To develop a safe, recyclable and environmentally friendly technology, it is necessary to use only non-toxic materials. The use of toxic materials increases efficiency and stability but hinders recycling. A similar process can be seen today with CdTe cells. CdTe panels have some advantages, such as lower energy consumption in the production process than Si modules, and therefore lower CO 2 emissions. However, cadmium is a very toxic material and if the modules are not recycled or are recycled incorrectly, they pose a threat to human, aquatic and terrestrial life [10][27].
With a new product that is not yet in mass production, namely DSSCs, we have the opportunity to avoid waste, inspired by the circular economy. In the circular economy, it is important not to use harmful substances and to enable technical products that can be repaired, remanufactured or recycled. In this paper, we will take a closer look at the state of the art of DSSC recycling and show what research is underway to improve the recyclability of DSSCs. To close material loops, as for any other effective sustainable action in life, it is important to start with the end in mind. In this case, it is clear that more DSSCs will be in use in the future and will need to be recycled at the end of their useful life. Therefore, DSSCs must be designed to be non-toxic and to be able to be broken down into materials that are as pure as possible.
While, relating to different studies the most important environmental problems concerning DSSCs are [3][20][21][22][23][3,26,31,55,56]: Use of critical raw materials or precious metals: this problem occurs when toxic and rare materials are used to increase cell efficiency. However, it is possible to use non-toxic, abundant materials. Therefore, this main problem can be addressed by designing DSSCs without toxic materials. Performance degradation due to electrolyte stability: the use of solid-state or quasi-solid-state electrolytes based on biopolymers could address this problem. High energy demand for producing transparent conductive oxide (TCO)/glass: This statement comes from life cycle analysis (LCA) with a cradle-to-gate perspective. Cradle-to-gate determines the scope of the life cycle assessment. Here, cradle stands for the extraction of the raw material. Further steps are the transport and processing of the product. Gate stands for the point at which the product leaves the company. In this LCA, all environmental impacts within the scope, from raw material extraction to product completion, were assessed. The impacts thereafter—the transport, the use phase and the disposal or a possible recycling process—were not considered. If it were possible to use recycled glass for DSSCs or even allow recycling of DSSCs, the energy requirement would decrease. A new LCA needs to be calculated to re-evaluate the environmental impact of glass-based DSSCs with a cradle-to-cradle approach. Sustainability aspects related to unsafe waste management: if non-toxic material is used, it is easier to define specific waste management as well as to close material loops and recycle DSSCs.

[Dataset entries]
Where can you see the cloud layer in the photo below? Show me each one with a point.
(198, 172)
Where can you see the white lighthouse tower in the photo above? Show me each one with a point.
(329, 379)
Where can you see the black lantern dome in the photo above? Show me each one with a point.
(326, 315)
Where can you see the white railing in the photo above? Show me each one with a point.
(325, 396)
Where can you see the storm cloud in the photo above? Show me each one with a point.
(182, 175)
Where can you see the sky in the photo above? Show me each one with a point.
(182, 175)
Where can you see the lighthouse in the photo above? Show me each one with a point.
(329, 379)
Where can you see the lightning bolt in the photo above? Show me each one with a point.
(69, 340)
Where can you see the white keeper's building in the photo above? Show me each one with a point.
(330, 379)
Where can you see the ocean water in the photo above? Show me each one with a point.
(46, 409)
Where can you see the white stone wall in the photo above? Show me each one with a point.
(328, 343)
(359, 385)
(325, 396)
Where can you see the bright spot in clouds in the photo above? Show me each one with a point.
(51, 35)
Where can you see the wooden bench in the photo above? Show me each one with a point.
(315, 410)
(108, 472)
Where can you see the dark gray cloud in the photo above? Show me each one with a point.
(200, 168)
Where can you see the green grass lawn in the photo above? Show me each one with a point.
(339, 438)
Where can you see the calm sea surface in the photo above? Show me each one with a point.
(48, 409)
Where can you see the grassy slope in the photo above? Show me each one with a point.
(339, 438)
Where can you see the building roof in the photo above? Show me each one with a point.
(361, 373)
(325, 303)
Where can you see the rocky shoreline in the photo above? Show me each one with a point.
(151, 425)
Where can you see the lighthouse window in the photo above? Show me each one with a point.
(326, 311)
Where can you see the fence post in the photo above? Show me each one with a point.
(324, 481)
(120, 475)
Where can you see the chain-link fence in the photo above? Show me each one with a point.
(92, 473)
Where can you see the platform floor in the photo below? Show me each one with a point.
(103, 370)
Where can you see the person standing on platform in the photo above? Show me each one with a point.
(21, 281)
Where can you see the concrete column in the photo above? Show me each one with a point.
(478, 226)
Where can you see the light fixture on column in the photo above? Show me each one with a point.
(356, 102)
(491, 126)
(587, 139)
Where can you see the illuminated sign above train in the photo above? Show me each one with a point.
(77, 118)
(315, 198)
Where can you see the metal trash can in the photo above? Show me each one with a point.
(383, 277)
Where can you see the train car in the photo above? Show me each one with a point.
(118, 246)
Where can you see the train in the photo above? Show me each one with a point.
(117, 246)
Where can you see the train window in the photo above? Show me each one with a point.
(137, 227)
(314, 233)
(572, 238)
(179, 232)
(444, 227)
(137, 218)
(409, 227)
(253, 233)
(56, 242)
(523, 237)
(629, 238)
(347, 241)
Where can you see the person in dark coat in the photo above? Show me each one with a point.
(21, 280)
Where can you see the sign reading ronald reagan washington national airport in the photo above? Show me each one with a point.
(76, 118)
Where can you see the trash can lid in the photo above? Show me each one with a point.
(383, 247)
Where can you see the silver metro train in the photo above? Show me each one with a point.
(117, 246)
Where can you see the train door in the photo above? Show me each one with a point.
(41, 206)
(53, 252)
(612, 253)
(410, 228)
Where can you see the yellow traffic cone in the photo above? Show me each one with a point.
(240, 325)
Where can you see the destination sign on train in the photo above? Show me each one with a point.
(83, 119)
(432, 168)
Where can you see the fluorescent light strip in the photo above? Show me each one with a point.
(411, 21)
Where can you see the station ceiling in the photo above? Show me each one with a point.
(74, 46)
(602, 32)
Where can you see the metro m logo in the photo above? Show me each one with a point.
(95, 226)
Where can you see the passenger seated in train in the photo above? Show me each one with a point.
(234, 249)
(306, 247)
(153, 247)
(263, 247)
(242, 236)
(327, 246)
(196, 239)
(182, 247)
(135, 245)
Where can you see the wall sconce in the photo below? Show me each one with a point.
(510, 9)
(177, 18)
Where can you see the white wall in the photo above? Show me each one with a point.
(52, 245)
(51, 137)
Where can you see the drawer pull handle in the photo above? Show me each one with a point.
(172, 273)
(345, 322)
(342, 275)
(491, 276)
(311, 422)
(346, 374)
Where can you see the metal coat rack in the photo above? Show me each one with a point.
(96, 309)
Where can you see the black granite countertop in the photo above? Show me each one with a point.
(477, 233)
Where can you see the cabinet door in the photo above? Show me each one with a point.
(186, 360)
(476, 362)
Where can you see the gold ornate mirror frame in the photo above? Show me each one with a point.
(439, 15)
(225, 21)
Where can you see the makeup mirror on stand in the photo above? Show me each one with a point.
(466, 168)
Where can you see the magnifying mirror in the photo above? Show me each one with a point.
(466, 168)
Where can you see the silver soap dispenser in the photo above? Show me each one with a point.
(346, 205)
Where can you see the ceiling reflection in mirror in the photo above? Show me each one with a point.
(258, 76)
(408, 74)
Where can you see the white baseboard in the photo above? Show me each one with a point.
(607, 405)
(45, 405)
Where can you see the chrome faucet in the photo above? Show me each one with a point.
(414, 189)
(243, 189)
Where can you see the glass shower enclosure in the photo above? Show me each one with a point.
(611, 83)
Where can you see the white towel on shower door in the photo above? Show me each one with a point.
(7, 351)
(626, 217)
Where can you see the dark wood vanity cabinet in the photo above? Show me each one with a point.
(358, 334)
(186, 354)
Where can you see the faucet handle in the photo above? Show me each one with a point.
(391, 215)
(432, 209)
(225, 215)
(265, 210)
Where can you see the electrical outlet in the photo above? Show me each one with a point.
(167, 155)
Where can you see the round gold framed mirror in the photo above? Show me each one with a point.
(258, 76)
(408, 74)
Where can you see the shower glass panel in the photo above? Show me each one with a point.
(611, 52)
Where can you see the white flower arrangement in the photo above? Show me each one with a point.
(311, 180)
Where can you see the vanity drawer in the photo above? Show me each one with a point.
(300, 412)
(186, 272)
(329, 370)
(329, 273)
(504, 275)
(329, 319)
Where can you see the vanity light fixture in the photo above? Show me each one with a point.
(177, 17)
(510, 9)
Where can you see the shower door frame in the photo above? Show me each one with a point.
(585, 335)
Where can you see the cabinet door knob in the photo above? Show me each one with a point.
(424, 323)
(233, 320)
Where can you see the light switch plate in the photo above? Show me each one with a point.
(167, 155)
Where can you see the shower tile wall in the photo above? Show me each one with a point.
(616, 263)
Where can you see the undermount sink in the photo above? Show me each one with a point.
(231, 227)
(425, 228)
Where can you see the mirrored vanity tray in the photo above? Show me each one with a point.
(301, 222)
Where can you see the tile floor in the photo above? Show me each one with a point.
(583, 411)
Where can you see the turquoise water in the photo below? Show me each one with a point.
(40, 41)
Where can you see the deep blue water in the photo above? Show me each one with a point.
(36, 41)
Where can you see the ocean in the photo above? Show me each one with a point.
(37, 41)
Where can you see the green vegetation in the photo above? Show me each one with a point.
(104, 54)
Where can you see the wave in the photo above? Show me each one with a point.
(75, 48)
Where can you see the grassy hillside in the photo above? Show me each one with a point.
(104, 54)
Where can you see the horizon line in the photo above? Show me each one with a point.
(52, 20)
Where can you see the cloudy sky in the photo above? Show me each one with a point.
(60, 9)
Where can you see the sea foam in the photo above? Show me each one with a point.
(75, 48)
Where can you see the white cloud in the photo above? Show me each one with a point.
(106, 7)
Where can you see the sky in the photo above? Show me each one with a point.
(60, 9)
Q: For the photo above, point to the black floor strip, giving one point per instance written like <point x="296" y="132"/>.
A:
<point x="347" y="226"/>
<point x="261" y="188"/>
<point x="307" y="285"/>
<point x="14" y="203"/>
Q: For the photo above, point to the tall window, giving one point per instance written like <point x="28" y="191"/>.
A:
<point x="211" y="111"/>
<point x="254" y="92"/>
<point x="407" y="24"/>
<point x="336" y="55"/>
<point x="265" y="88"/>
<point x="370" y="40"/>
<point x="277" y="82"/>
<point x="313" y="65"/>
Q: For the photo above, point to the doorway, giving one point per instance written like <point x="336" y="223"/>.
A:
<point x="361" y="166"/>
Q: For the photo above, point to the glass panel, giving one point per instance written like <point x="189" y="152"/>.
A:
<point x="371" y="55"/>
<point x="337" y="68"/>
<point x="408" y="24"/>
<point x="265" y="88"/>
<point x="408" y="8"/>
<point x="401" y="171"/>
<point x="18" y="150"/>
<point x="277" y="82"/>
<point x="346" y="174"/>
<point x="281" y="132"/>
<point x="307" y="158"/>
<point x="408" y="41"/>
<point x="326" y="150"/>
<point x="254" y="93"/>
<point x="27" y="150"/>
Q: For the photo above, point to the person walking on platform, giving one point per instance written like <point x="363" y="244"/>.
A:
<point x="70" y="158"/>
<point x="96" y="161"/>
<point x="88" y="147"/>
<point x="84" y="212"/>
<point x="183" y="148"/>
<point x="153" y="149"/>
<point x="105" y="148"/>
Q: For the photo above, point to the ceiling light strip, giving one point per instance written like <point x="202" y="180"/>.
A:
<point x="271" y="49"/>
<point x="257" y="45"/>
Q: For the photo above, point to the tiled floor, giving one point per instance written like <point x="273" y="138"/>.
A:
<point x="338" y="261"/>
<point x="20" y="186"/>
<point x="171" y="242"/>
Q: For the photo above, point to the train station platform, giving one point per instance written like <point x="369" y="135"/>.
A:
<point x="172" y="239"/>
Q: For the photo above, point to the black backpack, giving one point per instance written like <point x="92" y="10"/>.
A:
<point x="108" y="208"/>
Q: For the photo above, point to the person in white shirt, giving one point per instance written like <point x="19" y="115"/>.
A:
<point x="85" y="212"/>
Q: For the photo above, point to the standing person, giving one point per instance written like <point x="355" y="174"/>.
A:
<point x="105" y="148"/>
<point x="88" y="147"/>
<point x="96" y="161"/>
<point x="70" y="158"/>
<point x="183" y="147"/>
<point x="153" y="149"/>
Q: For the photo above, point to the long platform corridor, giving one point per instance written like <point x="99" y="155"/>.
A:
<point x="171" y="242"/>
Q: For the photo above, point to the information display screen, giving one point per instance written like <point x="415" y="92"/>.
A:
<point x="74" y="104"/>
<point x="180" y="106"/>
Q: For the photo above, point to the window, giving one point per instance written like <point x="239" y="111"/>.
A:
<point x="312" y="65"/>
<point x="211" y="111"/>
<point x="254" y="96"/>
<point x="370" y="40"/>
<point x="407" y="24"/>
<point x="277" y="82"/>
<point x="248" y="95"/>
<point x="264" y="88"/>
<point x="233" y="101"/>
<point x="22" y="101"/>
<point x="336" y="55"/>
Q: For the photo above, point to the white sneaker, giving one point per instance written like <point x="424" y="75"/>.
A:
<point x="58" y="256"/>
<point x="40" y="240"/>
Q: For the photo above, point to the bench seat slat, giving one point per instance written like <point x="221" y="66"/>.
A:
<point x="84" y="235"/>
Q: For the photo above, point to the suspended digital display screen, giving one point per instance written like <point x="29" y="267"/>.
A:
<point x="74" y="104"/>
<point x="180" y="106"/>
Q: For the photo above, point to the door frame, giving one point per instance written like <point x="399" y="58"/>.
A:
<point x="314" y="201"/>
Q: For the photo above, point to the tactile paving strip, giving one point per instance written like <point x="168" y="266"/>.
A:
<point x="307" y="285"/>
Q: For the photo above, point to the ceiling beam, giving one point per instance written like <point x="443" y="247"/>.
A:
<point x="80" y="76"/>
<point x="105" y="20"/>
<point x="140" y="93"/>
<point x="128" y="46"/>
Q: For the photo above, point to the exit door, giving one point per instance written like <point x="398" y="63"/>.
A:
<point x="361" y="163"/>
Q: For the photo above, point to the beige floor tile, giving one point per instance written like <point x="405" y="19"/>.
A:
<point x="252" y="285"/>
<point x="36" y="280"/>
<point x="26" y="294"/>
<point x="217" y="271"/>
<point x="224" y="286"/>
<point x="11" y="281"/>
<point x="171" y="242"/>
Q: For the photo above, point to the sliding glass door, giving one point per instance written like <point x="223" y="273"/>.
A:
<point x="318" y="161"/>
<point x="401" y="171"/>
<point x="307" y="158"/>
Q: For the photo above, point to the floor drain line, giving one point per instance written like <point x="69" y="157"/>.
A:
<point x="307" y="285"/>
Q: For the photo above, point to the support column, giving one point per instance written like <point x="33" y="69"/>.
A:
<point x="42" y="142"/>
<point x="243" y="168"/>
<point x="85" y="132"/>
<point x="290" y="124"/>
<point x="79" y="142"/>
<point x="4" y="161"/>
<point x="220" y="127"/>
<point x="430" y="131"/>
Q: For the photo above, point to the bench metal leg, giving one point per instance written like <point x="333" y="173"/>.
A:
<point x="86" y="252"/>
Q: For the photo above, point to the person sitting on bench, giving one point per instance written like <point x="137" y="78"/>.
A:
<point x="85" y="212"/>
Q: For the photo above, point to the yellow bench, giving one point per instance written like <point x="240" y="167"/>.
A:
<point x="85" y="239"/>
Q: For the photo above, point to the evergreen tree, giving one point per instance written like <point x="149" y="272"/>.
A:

PROBLEM SET =>
**A.** List the environmental problems concerning DSSCs that the passage on DSSC recycling names.
**B.** Print the section of the passage on DSSC recycling that opens with the words containing "To develop a" and closes with "terrestrial life [10][27].".

ANSWER SET =>
**A.**
- Use of critical raw materials or precious metals
- Performance degradation due to electrolyte stability
- High energy demand for producing transparent conductive oxide (TCO)/glass
- Sustainability aspects related to unsafe waste management

**B.**
To develop a safe, recyclable and environmentally friendly technology, it is necessary to use only non-toxic materials. The use of toxic materials increases efficiency and stability but hinders recycling. A similar process can be seen today with CdTe cells. CdTe panels have some advantages, such as lower energy consumption in the production process than Si modules, and therefore lower CO 2 emissions. However, cadmium is a very toxic material and if the modules are not recycled or are recycled incorrectly, they pose a threat to human, aquatic and terrestrial life [10][27].